* What needs to be done *
According to the text on Egypt's credit rating, what real GDP growth did Fitch project for Egypt in FY 2020/2021?

Egypt’s long-term foreign currency issuer default rating (IDR) remains at B+ with a stable outlook, according to recent report from Fitch Ratings.
Fitch attributed its affirmation to Egypt’s recent track record of fiscal and economic reforms, which the authorities are furthering, as well as its large economy, which has demonstrated stability and resilience through the global COVID-19 pandemic.
Fitch projected Egypt’s real GDP growth to reach three percent in FY 2020/2021, which ends in June 2021, after recording 3.6 percent in FY 2019/2020 and 5.6 percent in FY 2018/2019.
However, Egypt’s ratings are constrained by large fiscal deficits, high general government debt to GDP ratio, and domestic and regional security and political vulnerabilities, it added.
Egypt’s economy has outperformed the vast majority of Fitch-rated sovereigns over the past year. A low incidence of coronavirus cases and deaths allowed for a measured public health response and supported resilient domestic demand, even as tourism and other export-oriented sectors sagged.

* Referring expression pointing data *
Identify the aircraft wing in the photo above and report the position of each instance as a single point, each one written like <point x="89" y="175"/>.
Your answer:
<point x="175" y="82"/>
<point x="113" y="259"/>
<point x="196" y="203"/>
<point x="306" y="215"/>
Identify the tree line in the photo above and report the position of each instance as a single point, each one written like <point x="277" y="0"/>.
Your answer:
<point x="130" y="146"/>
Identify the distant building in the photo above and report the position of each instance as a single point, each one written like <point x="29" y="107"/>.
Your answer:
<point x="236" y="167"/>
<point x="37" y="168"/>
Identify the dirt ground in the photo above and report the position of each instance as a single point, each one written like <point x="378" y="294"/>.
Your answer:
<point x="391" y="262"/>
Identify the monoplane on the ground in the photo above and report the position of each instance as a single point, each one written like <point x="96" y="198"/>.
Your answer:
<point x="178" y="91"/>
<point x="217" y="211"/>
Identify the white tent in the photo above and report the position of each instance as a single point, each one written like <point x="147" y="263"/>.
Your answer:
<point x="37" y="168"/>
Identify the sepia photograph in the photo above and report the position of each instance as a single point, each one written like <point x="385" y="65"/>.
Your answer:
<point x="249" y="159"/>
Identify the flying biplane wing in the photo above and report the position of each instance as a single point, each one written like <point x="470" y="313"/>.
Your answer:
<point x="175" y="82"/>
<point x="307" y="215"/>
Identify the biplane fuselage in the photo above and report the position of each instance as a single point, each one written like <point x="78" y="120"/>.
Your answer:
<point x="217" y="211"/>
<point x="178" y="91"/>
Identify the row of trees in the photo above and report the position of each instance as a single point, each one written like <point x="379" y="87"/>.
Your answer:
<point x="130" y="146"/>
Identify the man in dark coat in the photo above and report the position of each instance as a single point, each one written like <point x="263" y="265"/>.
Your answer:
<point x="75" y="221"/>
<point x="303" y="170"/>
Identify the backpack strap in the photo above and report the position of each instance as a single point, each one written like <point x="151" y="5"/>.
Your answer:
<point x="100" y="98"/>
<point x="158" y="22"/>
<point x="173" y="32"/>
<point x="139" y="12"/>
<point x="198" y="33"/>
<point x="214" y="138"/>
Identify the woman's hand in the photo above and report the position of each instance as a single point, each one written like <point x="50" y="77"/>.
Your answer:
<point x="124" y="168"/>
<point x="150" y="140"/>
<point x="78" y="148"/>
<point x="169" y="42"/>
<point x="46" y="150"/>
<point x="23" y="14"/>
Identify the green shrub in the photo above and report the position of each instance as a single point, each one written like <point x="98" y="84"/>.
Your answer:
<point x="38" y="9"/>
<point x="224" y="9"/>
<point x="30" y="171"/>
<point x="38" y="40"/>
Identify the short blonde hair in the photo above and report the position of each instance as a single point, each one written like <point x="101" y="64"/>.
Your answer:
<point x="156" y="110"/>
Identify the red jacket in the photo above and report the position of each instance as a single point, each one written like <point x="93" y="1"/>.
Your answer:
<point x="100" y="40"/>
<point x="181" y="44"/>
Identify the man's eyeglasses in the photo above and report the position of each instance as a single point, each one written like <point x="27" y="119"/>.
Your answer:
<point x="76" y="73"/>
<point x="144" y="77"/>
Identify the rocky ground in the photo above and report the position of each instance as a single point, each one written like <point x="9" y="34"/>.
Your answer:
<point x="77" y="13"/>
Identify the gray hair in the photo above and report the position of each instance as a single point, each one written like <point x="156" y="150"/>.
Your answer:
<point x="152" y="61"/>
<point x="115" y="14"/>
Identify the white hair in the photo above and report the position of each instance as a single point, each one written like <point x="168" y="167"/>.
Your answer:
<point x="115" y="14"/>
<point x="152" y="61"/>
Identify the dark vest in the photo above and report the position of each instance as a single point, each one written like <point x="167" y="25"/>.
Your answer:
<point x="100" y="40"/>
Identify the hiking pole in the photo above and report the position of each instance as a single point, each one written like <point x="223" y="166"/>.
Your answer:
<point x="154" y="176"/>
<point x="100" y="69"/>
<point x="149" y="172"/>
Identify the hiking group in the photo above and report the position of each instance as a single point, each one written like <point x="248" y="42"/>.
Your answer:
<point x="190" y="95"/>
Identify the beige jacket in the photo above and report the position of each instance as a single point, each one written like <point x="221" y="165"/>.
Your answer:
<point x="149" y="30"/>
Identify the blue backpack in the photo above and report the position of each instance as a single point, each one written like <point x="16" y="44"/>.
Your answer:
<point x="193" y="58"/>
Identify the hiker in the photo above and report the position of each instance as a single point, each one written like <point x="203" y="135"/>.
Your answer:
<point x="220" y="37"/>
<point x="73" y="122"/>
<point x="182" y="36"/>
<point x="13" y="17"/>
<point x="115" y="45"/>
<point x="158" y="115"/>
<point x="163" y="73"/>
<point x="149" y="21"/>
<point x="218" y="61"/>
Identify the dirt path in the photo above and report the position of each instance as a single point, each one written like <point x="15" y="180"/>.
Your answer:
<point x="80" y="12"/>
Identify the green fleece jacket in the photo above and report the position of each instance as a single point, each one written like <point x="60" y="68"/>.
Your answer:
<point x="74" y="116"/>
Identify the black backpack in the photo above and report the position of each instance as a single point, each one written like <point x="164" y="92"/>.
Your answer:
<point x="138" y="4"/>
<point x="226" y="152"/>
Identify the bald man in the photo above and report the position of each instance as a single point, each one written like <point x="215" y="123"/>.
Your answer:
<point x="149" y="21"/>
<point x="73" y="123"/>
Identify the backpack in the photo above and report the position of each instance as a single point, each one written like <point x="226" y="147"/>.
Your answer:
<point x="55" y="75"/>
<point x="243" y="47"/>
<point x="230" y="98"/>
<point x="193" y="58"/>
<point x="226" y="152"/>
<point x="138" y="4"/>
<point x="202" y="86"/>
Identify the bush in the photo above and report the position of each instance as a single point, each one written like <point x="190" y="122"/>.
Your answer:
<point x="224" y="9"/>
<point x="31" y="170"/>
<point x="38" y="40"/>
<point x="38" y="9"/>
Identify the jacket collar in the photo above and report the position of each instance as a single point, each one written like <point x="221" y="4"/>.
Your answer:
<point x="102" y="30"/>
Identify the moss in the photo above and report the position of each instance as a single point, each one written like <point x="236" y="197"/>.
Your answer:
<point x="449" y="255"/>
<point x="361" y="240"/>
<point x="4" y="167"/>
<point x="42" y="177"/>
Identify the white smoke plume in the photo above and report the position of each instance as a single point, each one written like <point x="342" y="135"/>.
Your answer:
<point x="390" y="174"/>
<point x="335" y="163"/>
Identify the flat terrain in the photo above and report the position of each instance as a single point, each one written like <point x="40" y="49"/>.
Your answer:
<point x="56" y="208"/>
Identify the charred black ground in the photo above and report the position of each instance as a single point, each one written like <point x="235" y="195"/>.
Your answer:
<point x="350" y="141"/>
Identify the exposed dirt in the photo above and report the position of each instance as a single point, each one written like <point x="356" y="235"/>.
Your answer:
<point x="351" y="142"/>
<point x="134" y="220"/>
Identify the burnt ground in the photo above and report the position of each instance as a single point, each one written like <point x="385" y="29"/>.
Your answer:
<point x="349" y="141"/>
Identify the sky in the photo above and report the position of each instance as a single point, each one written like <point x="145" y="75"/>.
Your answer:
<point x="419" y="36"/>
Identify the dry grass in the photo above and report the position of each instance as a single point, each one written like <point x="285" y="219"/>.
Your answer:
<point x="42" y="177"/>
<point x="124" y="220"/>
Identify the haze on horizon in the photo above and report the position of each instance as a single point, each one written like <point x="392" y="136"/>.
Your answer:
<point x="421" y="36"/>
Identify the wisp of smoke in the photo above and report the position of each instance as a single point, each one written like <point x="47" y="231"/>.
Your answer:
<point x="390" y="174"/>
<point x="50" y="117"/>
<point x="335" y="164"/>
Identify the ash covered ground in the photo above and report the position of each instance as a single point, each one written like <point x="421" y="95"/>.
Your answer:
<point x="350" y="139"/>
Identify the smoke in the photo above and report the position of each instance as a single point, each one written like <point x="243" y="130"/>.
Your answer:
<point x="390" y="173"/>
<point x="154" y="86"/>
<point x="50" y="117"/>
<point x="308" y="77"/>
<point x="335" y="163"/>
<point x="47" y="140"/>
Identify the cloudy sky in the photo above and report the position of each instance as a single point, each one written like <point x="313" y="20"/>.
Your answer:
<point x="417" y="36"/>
==
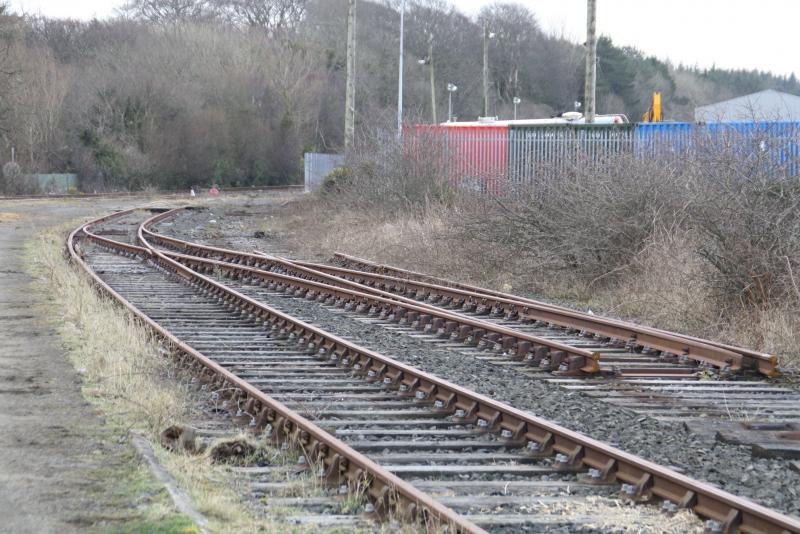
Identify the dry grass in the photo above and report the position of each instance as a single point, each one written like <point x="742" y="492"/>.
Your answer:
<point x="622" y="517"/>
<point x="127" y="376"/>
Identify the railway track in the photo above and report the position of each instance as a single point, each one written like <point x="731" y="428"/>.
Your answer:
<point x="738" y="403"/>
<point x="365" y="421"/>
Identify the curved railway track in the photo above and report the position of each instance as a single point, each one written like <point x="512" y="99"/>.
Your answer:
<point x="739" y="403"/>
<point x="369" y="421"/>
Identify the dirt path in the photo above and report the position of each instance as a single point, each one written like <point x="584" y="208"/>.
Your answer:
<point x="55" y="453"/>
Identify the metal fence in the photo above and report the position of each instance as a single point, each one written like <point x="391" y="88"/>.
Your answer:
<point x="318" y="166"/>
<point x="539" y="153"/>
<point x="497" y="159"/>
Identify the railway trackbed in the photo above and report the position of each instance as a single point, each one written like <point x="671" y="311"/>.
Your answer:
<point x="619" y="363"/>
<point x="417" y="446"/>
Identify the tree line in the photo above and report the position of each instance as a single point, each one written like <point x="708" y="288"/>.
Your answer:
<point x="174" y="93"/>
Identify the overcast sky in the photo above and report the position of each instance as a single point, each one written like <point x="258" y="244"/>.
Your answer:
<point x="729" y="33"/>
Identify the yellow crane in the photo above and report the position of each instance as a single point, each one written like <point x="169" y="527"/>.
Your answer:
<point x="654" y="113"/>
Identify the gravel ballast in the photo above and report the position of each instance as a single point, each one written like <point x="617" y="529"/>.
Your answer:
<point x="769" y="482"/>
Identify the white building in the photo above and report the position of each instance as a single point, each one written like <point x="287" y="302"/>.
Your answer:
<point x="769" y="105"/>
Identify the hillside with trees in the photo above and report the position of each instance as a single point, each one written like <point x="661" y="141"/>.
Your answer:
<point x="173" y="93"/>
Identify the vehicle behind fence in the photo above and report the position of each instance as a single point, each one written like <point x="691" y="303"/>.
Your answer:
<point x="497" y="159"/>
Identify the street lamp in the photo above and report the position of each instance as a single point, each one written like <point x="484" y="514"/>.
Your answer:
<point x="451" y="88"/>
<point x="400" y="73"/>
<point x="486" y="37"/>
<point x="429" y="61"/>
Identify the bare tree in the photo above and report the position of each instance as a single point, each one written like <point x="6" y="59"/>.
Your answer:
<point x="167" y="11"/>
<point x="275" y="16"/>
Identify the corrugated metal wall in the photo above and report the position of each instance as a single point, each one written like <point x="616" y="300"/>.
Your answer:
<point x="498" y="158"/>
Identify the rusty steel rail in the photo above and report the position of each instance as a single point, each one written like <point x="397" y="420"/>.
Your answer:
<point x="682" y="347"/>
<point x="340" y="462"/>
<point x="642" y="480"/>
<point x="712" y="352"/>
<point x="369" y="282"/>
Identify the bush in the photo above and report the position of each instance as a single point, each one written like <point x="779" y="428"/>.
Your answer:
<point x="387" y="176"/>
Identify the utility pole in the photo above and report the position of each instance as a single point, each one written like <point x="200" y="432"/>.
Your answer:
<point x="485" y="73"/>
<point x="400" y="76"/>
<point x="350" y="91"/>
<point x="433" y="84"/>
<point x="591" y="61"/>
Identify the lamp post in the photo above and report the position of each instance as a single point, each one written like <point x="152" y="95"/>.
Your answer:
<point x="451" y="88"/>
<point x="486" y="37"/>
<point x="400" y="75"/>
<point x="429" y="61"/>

* Task response *
Three percent.